Data supplied:

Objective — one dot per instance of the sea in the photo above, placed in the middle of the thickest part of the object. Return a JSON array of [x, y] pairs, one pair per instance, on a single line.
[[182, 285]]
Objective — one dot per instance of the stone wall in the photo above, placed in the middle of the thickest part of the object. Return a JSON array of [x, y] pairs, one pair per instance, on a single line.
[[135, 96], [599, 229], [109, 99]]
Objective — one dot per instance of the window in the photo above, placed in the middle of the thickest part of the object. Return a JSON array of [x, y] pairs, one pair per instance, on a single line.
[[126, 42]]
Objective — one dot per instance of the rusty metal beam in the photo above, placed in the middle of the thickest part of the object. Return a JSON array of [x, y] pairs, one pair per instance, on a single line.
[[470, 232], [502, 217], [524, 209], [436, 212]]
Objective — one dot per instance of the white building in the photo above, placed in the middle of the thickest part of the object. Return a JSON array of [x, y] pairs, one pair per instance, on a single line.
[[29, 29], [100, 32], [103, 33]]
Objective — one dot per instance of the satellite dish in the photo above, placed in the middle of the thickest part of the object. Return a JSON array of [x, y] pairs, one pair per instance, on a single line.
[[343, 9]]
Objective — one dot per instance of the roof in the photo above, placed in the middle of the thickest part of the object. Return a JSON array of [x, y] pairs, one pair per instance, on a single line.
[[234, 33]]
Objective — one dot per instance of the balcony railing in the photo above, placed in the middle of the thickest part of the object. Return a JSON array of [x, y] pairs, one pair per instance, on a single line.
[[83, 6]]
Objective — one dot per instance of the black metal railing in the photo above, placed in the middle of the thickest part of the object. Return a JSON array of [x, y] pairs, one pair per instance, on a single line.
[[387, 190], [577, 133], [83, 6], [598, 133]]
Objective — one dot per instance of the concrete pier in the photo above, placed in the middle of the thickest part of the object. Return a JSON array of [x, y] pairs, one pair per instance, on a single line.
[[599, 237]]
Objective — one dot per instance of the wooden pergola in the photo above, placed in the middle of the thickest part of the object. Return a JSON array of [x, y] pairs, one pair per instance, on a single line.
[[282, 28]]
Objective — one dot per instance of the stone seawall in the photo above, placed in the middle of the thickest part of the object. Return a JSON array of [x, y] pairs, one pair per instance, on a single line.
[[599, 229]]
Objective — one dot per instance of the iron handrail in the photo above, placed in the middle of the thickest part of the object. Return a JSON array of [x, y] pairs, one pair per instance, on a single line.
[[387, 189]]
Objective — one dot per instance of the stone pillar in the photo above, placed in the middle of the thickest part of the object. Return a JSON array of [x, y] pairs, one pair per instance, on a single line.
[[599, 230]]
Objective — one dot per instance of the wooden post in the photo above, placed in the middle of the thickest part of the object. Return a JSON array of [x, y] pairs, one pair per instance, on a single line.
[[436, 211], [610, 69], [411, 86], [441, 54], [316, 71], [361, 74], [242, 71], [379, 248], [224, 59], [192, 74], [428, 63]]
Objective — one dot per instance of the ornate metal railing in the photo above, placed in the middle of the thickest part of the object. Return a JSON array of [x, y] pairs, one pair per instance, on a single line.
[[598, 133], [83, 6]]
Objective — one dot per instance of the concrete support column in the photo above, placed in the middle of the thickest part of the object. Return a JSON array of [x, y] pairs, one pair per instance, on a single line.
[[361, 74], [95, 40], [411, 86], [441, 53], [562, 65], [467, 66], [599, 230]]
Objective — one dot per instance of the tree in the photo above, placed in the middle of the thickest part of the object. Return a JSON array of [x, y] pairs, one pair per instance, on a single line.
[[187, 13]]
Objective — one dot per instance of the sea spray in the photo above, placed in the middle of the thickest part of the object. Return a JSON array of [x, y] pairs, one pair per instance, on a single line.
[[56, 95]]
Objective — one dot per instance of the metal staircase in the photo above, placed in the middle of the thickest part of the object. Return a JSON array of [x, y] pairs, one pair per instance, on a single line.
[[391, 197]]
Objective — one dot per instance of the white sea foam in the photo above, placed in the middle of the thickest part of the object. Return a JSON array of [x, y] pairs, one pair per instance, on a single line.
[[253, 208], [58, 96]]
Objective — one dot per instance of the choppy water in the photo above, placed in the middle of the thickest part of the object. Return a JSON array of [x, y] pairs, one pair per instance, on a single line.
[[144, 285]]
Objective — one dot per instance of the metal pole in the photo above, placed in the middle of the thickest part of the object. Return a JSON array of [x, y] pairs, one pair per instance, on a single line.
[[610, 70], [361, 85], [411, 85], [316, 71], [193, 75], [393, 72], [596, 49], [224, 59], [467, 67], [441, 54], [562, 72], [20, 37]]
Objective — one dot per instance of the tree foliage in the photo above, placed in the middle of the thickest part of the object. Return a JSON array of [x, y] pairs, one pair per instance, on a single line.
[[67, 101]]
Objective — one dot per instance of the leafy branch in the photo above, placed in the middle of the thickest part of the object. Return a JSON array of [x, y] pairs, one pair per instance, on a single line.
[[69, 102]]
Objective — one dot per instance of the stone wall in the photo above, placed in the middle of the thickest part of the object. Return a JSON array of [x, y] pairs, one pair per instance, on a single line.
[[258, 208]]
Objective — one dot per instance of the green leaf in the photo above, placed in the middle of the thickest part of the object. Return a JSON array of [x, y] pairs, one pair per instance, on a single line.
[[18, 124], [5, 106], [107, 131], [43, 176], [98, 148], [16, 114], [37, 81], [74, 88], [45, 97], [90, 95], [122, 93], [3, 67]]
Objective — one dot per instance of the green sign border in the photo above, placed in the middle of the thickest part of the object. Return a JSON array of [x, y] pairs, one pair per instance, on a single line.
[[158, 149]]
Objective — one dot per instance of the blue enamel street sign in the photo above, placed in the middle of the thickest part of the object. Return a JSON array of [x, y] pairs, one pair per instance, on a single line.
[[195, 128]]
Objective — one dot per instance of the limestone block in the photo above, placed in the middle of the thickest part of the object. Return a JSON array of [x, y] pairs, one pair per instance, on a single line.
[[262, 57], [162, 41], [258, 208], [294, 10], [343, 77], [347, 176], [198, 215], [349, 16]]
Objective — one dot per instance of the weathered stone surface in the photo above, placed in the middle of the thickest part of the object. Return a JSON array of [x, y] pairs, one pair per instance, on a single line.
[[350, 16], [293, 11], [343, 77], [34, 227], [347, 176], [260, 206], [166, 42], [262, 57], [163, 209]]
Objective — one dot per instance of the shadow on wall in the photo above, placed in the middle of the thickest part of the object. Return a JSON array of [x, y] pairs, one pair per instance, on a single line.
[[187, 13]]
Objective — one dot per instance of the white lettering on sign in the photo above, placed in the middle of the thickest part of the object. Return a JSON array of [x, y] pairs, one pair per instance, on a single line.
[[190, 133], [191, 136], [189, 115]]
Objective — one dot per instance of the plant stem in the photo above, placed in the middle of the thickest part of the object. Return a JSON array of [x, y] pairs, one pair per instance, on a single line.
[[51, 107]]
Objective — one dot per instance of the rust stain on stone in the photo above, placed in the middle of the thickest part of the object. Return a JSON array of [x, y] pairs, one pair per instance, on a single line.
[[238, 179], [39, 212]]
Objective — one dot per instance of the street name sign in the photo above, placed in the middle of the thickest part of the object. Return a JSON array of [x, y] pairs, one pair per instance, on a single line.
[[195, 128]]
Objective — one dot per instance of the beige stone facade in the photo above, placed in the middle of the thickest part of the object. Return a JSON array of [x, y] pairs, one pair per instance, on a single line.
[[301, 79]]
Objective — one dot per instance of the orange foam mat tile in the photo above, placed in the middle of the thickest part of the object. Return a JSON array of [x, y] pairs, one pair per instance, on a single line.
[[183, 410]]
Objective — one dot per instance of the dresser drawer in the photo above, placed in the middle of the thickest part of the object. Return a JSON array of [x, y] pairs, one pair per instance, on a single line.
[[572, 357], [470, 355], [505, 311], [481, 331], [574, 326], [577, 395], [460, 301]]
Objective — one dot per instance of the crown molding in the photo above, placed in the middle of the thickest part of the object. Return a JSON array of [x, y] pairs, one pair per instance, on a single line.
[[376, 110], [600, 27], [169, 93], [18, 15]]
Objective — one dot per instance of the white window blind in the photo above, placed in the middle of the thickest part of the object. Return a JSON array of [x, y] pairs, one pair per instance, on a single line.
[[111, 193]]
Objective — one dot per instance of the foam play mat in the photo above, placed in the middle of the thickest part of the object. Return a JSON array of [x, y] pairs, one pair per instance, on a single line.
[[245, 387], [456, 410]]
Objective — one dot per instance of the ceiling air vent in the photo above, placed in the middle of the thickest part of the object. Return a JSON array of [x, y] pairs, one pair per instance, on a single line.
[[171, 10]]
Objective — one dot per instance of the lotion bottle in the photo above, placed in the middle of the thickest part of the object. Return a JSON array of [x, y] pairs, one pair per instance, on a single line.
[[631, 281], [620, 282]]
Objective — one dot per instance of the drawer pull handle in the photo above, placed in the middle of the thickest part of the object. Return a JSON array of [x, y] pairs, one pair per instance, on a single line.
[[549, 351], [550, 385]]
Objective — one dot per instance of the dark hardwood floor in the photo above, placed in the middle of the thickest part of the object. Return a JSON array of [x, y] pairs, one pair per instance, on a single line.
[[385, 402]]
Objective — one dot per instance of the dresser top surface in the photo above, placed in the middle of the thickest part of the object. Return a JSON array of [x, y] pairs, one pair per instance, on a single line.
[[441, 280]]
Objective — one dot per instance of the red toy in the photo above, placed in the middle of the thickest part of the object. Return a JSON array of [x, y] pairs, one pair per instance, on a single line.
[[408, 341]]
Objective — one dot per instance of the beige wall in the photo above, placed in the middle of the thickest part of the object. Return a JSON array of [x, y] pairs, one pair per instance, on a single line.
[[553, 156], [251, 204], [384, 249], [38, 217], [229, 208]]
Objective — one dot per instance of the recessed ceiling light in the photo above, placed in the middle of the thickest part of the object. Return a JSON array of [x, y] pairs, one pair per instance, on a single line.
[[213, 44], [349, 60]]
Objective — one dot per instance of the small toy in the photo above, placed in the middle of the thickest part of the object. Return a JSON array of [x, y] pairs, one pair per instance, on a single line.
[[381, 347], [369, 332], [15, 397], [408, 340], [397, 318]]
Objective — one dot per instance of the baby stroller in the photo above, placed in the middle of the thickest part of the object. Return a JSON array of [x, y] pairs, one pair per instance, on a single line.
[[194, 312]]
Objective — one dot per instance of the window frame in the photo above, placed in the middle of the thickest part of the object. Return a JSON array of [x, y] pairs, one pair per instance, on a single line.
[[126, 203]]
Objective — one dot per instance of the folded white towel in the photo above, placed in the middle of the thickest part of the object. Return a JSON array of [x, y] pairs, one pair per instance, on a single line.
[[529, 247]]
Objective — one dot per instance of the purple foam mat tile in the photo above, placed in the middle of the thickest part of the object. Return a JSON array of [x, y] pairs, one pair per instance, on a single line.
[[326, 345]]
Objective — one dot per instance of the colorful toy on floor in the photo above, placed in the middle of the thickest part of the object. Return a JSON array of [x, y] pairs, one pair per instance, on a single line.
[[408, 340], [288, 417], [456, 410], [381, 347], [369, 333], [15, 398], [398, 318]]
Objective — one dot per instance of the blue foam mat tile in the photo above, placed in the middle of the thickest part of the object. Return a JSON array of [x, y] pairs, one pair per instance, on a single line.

What is being asked: Reply with the lines from the one that contains "Objective — one dot per instance of the small" through the last line of the material above, copied exactly and nothing else.

Answer to the exercise:
Objective — one dot per instance of the small toy in the photo above, placed in the middle of the thickest part of the object. Return a JSON array of [x, y] pairs, one pair per instance, on a single line.
[[381, 347], [369, 332], [15, 397], [408, 340], [397, 318]]
Objective — one dot per instance of the baby stroller in the photo above, placed in the middle of the thickest part of the object. Return a JSON array of [x, y] pairs, one pair per instance, on a single line.
[[194, 312]]
Objective — one dot per instance of the window frame in the photo above, placed in the middle of the thickest part of the object. Return a JSON array of [x, y] pairs, one pair per instance, on a single line.
[[126, 203]]
Objective — one dot per instance of the folded white towel in the photo above, placed in the middle of the thickest part of the object. Return a JSON array of [x, y] pairs, one pair per instance, on a single line.
[[529, 247]]
Objective — one dot per instance of the purple foam mat tile in the photo above, placed in the middle of the thickest part of the object. Return a JSON array of [x, y] pairs, one pair per instance, on a single line.
[[326, 345]]
Objective — one dot per instance of the colorful toy on floor in the photo above, placed in the middle of the thickest part of the object. Return a JSON array of [x, y] pairs, one pair per instance, on a single line.
[[408, 340], [288, 417], [456, 410], [381, 347], [369, 333], [15, 398], [398, 318]]
Objective — one dot per instance of the blue foam mat tile in the photo above, placed in the middle of the thickest part of the object. Return a JSON array of [x, y] pairs, one pair per instance, on a single line.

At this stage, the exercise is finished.